--- DATA SHOWN ---
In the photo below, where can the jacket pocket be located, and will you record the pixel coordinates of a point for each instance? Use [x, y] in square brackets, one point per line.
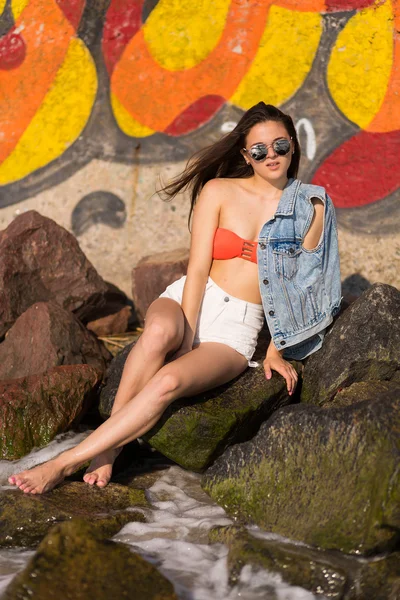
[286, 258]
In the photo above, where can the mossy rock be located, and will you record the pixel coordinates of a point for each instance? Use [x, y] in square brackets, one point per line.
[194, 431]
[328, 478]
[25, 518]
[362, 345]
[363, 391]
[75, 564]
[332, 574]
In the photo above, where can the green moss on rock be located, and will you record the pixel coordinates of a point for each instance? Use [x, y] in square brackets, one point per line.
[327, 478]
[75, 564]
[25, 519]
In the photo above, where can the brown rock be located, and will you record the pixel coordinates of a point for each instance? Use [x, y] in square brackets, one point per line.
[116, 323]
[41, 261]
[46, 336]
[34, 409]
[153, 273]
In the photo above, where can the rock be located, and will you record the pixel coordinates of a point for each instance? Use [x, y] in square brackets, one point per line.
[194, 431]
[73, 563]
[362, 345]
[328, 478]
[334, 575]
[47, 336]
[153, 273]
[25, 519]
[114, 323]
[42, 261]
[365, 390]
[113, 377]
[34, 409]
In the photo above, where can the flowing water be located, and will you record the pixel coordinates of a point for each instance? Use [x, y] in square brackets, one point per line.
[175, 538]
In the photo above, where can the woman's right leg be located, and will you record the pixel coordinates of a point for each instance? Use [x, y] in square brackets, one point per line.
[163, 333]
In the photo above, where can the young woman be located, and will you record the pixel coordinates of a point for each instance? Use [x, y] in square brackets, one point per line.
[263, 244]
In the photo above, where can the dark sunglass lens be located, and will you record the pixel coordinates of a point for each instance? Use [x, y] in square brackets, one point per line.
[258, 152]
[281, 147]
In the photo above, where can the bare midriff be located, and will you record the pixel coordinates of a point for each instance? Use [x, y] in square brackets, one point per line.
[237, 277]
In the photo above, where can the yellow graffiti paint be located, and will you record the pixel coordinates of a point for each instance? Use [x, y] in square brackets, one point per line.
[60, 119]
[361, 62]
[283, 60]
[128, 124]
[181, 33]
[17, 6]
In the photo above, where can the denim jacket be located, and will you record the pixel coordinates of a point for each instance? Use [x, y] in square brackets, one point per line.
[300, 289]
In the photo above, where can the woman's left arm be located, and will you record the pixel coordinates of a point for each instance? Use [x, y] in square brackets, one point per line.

--- WHAT IS REQUIRED ---
All lines from the line containing "In the photo above, where can the dark" through the last line of the data are to be repeated exactly; no other line belongs in the answer.

--- EXPECTED ANSWER ---
In the photo above, where can the dark sunglass lens be located, and will you record the pixel coordinates of a point for each instance? Use [x, y] in square brackets, one point per line.
[258, 152]
[281, 147]
In the photo above, where can the bare midriff be located, and will you record the pixel coordinates of a point for each instance? Use [x, y] in square brackets, one point per line.
[237, 277]
In the photo above, where can the yellow graffiti paint be located, and will you record the pixel coordinates of a point for each instance? Use [x, y] in square brackets, one point per line.
[60, 119]
[361, 62]
[283, 60]
[128, 124]
[181, 33]
[17, 6]
In the photo above, where can the denim jacket be located, and will you record the pixel coordinates of a point for each instance? Use [x, y] in square brackets, one point per line.
[300, 289]
In the photo above, where can the woman's left arm be located, and will you record the pixel coordinates of a point for each instance? Use [x, y] in square brackets, one point per line.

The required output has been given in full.